__What needs to be done__
Copy out the items word for word, from their start through the line that contains "negative clicks: (546, 62) (503, 116)", including both ends. Leave the pictures out of your copy.

***** Input data

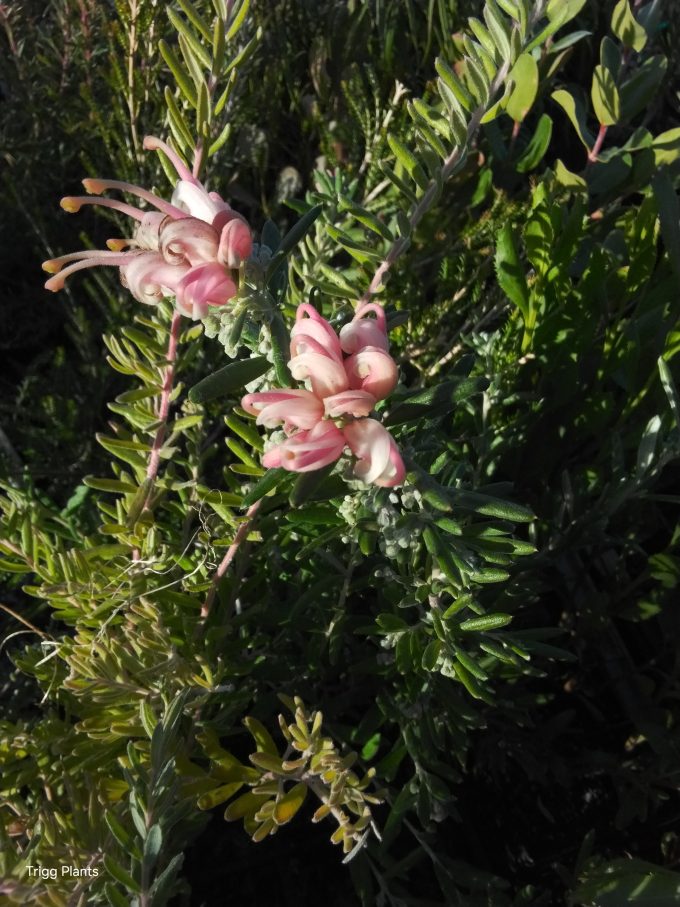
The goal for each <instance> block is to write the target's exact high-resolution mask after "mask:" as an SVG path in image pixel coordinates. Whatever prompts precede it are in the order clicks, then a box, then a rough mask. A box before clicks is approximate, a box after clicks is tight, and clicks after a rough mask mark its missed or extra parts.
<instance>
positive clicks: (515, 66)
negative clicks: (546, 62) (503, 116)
mask: <svg viewBox="0 0 680 907" xmlns="http://www.w3.org/2000/svg"><path fill="white" fill-rule="evenodd" d="M508 78H509V79H512V81H513V82H514V83H515V87H514V88H513V90H512V94H511V95H510V97H509V98H508V100H507V102H506V105H505V109H506V111H507V112H508V113H509V114H510V116H511V117H512V118H513V120H515V122H519V123H521V122H523V120H524V118H525V117H526V115H527V114H528V113H529V111H530V110H531V108H532V106H533V104H534V101H535V100H536V94H537V92H538V64H537V63H536V60H534V58H533V57H532V56H531V54H520V56H519V57H518V58H517V62H516V63H515V65H514V66H513V67H512V69H511V70H510V75H509V76H508Z"/></svg>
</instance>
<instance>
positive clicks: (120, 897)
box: [104, 882, 130, 907]
mask: <svg viewBox="0 0 680 907" xmlns="http://www.w3.org/2000/svg"><path fill="white" fill-rule="evenodd" d="M104 893H105V894H106V897H107V898H108V901H109V904H110V905H111V907H130V899H129V898H128V897H126V896H125V895H124V894H121V893H120V891H119V890H118V889H117V888H116V886H115V885H112V884H111V882H105V883H104Z"/></svg>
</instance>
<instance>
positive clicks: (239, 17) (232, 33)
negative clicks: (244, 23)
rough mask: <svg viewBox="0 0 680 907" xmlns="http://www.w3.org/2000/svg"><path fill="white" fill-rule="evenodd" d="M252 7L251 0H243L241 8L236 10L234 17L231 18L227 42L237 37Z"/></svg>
mask: <svg viewBox="0 0 680 907" xmlns="http://www.w3.org/2000/svg"><path fill="white" fill-rule="evenodd" d="M249 9H250V0H243V2H242V3H241V5H240V6H239V8H238V9H237V10H236V14H235V16H234V18H233V19H232V20H231V25H230V26H229V31H228V32H227V36H226V41H227V43H228V42H229V41H231V39H232V38H235V37H236V35H237V34H238V31H239V29H240V28H241V26H242V25H243V23H244V22H245V20H246V16H247V15H248V10H249Z"/></svg>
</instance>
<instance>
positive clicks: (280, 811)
mask: <svg viewBox="0 0 680 907" xmlns="http://www.w3.org/2000/svg"><path fill="white" fill-rule="evenodd" d="M306 796H307V785H306V784H304V783H303V782H302V781H301V782H300V783H299V784H296V785H294V787H292V788H291V789H290V790H289V791H287V792H286V793H285V794H284V795H283V797H280V798H279V799H278V800H277V801H276V806H275V807H274V814H273V816H272V818H273V819H274V822H276V824H277V825H285V824H286V823H287V822H290V820H291V819H292V818H293V817H294V816H295V814H296V813H297V811H298V810H299V809H300V807H301V806H302V804H303V803H304V802H305V797H306Z"/></svg>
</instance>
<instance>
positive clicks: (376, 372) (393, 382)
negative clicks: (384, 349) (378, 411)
mask: <svg viewBox="0 0 680 907" xmlns="http://www.w3.org/2000/svg"><path fill="white" fill-rule="evenodd" d="M345 369H346V371H347V377H348V378H349V386H350V387H351V388H353V389H357V388H360V389H361V390H364V391H368V393H369V394H373V396H374V397H375V398H376V400H384V399H385V397H387V396H388V395H389V394H391V393H392V391H393V390H394V388H395V387H396V386H397V381H398V380H399V373H398V371H397V365H396V363H395V361H394V359H393V358H392V357H391V356H390V354H389V353H386V352H385V350H381V349H378V348H377V347H374V346H366V347H364V348H363V349H361V350H359V352H358V353H354V355H353V356H350V357H349V358H348V359H346V360H345Z"/></svg>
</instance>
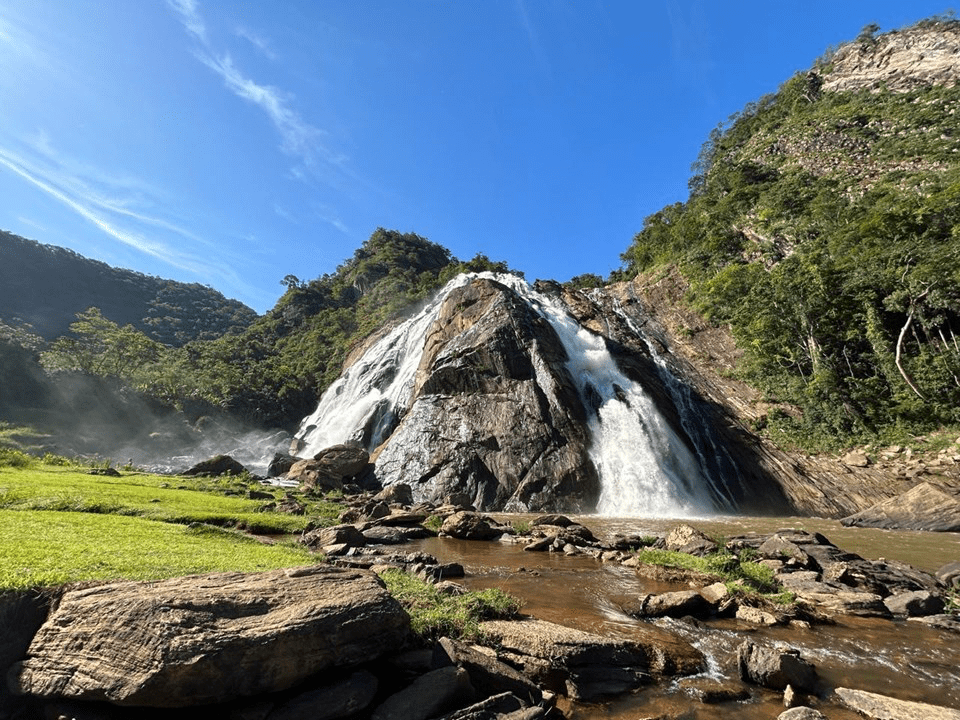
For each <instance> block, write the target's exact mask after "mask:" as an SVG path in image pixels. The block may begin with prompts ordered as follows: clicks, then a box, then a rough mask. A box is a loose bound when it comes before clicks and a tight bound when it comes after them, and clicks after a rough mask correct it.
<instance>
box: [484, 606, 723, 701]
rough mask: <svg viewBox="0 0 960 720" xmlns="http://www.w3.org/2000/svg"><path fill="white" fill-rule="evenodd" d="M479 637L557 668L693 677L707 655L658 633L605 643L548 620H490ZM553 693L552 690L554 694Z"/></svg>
mask: <svg viewBox="0 0 960 720" xmlns="http://www.w3.org/2000/svg"><path fill="white" fill-rule="evenodd" d="M480 631H481V632H482V633H484V635H485V637H486V638H487V639H488V641H489V642H490V643H492V644H493V645H495V646H496V647H497V648H499V649H500V650H502V651H505V652H509V653H514V654H516V655H518V656H520V657H530V658H539V659H541V660H544V661H546V662H548V663H549V664H550V665H551V667H553V668H560V669H567V670H569V669H572V668H577V667H584V666H588V665H595V666H604V667H631V668H639V669H640V670H643V671H645V672H650V673H657V674H662V675H673V674H677V675H690V674H693V673H697V672H700V671H701V670H703V668H704V667H705V660H704V657H703V654H702V653H701V652H700V651H699V650H697V649H696V648H694V647H693V646H692V645H690V644H689V643H687V642H685V641H683V640H681V639H680V638H678V637H676V636H674V635H672V634H670V633H666V632H664V631H660V630H659V629H657V628H655V627H637V628H635V631H636V633H637V634H638V635H639V634H640V633H642V632H645V633H648V635H647V637H646V639H644V640H643V641H640V640H637V639H632V640H622V639H618V638H609V637H603V636H600V635H594V634H593V633H588V632H584V631H582V630H575V629H573V628H568V627H564V626H562V625H557V624H555V623H550V622H546V621H544V620H532V619H530V620H488V621H486V622H484V623H481V625H480ZM550 689H552V688H550Z"/></svg>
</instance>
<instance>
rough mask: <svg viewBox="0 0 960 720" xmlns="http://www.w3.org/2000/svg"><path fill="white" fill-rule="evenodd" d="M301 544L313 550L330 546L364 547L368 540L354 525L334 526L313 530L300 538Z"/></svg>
mask: <svg viewBox="0 0 960 720" xmlns="http://www.w3.org/2000/svg"><path fill="white" fill-rule="evenodd" d="M300 542H301V543H302V544H303V545H306V546H307V547H310V548H313V549H317V548H324V547H327V546H330V545H346V546H347V547H363V546H364V545H366V544H367V538H366V537H365V536H364V534H363V533H362V532H360V531H359V530H358V529H357V528H356V526H354V525H334V526H333V527H328V528H317V529H316V530H311V531H310V532H308V533H307V534H306V535H304V536H303V537H301V538H300Z"/></svg>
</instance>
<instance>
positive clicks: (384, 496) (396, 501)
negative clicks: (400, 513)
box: [373, 483, 413, 505]
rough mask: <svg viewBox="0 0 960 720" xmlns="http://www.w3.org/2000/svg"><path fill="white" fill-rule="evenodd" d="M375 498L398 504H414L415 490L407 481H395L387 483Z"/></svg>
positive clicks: (387, 501)
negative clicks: (400, 481)
mask: <svg viewBox="0 0 960 720" xmlns="http://www.w3.org/2000/svg"><path fill="white" fill-rule="evenodd" d="M373 499H374V500H379V501H380V502H385V503H387V504H388V505H389V504H390V503H397V504H398V505H413V490H412V489H411V488H410V486H409V485H408V484H407V483H394V484H393V485H387V486H386V487H385V488H384V489H383V490H381V491H380V492H378V493H377V494H376V495H374V496H373Z"/></svg>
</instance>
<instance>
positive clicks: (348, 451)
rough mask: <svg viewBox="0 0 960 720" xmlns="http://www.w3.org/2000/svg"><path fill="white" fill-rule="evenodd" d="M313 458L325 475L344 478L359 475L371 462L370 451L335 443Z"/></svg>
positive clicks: (317, 454)
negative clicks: (319, 464) (370, 462)
mask: <svg viewBox="0 0 960 720" xmlns="http://www.w3.org/2000/svg"><path fill="white" fill-rule="evenodd" d="M313 459H314V460H315V461H317V462H318V463H319V464H320V470H321V472H323V473H324V474H325V475H329V476H330V477H334V478H337V479H339V480H344V479H346V478H352V477H356V476H357V475H359V474H360V473H361V472H363V470H365V469H366V467H367V465H368V464H369V463H370V453H368V452H367V451H366V450H364V449H363V448H362V447H358V446H354V445H333V446H331V447H328V448H326V449H324V450H321V451H320V452H318V453H317V454H316V455H314V456H313Z"/></svg>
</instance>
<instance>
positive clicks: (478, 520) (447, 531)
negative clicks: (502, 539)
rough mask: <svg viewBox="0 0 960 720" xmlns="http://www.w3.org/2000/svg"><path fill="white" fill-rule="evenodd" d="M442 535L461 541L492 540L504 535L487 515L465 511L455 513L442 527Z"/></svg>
mask: <svg viewBox="0 0 960 720" xmlns="http://www.w3.org/2000/svg"><path fill="white" fill-rule="evenodd" d="M440 534H441V535H447V536H449V537H454V538H459V539H461V540H492V539H493V538H495V537H499V536H500V535H502V534H503V531H502V530H498V529H496V528H494V526H493V525H492V521H491V520H490V518H488V517H487V516H485V515H480V514H478V513H475V512H470V511H468V510H463V511H461V512H457V513H454V514H453V515H451V516H450V517H448V518H447V519H446V520H444V521H443V525H441V526H440Z"/></svg>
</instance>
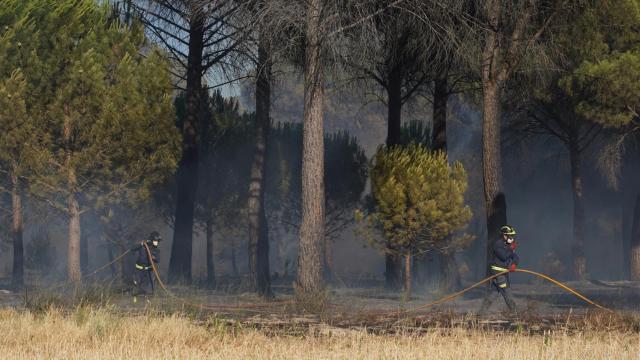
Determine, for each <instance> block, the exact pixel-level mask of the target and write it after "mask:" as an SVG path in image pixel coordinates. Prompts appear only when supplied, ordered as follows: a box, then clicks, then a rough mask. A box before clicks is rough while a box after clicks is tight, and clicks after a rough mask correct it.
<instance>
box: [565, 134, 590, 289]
mask: <svg viewBox="0 0 640 360" xmlns="http://www.w3.org/2000/svg"><path fill="white" fill-rule="evenodd" d="M569 157H570V159H569V160H570V162H571V189H572V190H573V244H572V246H571V251H572V255H573V275H574V276H575V278H576V279H579V280H584V279H585V277H586V275H587V258H586V256H585V251H584V226H585V218H584V216H585V215H584V194H583V187H582V164H581V154H580V150H579V149H578V148H577V147H576V146H571V147H570V149H569Z"/></svg>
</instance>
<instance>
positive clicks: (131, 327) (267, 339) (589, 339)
mask: <svg viewBox="0 0 640 360" xmlns="http://www.w3.org/2000/svg"><path fill="white" fill-rule="evenodd" d="M0 334H2V335H1V336H0V354H1V355H0V356H1V357H2V358H3V359H27V358H28V359H34V358H35V359H144V358H146V359H148V358H154V359H350V360H351V359H404V358H407V359H509V360H517V359H639V358H640V355H639V354H640V334H638V332H634V331H624V330H614V331H604V330H598V329H597V328H595V329H590V330H584V331H566V330H564V331H563V330H560V329H559V330H554V331H548V332H546V333H543V334H537V335H531V334H524V333H518V332H502V331H481V330H478V329H462V328H455V327H454V328H448V329H444V328H442V329H437V328H434V329H432V330H429V331H427V332H426V333H422V334H421V335H412V334H411V333H410V332H406V333H404V334H402V333H401V334H395V335H373V334H371V333H370V332H367V331H366V330H365V329H335V330H332V329H326V328H325V329H323V328H322V327H321V326H320V327H317V328H315V329H309V330H308V331H307V332H306V334H303V335H296V336H293V335H288V334H287V333H286V332H283V333H279V334H278V333H275V334H274V333H270V332H266V331H264V330H259V329H257V328H255V327H250V326H246V327H245V326H230V325H228V324H227V323H225V322H223V321H220V320H219V319H218V318H215V317H208V318H204V319H202V318H200V319H196V318H194V317H191V316H189V315H186V314H184V315H176V314H174V315H162V314H158V313H129V314H126V313H123V312H121V311H117V310H115V309H110V308H93V307H79V308H76V309H75V310H71V311H63V310H57V309H55V308H51V309H49V310H45V311H37V312H32V311H28V310H15V309H11V308H5V309H2V310H0Z"/></svg>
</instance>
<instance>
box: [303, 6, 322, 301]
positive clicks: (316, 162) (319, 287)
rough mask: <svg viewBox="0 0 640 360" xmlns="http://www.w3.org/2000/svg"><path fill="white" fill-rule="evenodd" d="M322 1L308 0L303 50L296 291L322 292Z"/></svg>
mask: <svg viewBox="0 0 640 360" xmlns="http://www.w3.org/2000/svg"><path fill="white" fill-rule="evenodd" d="M321 19H322V1H321V0H310V1H309V4H308V8H307V29H306V34H307V46H306V49H305V69H304V128H303V138H302V221H301V224H300V247H299V257H298V279H297V285H298V286H297V290H298V291H300V292H301V293H307V294H310V293H314V292H318V291H320V290H321V289H322V285H323V284H322V262H323V259H322V244H323V240H324V215H325V214H324V206H325V196H324V129H323V114H322V110H323V97H324V77H323V68H322V65H323V63H322V44H321V39H320V36H321V33H322V32H323V30H322V20H321Z"/></svg>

**********

__Solution for this problem__
The goal for each <instance> block is to write the target's exact high-resolution mask after "mask:" as an SVG path in image pixel coordinates. Whatever prompts precede it are in the order clicks, then a box, then a rough mask. A box before clicks is approximate, a box after clicks is tight, and clicks after a rough mask mark its missed or extra parts.
<instance>
positive clicks: (515, 66)
negative clicks: (546, 62) (503, 116)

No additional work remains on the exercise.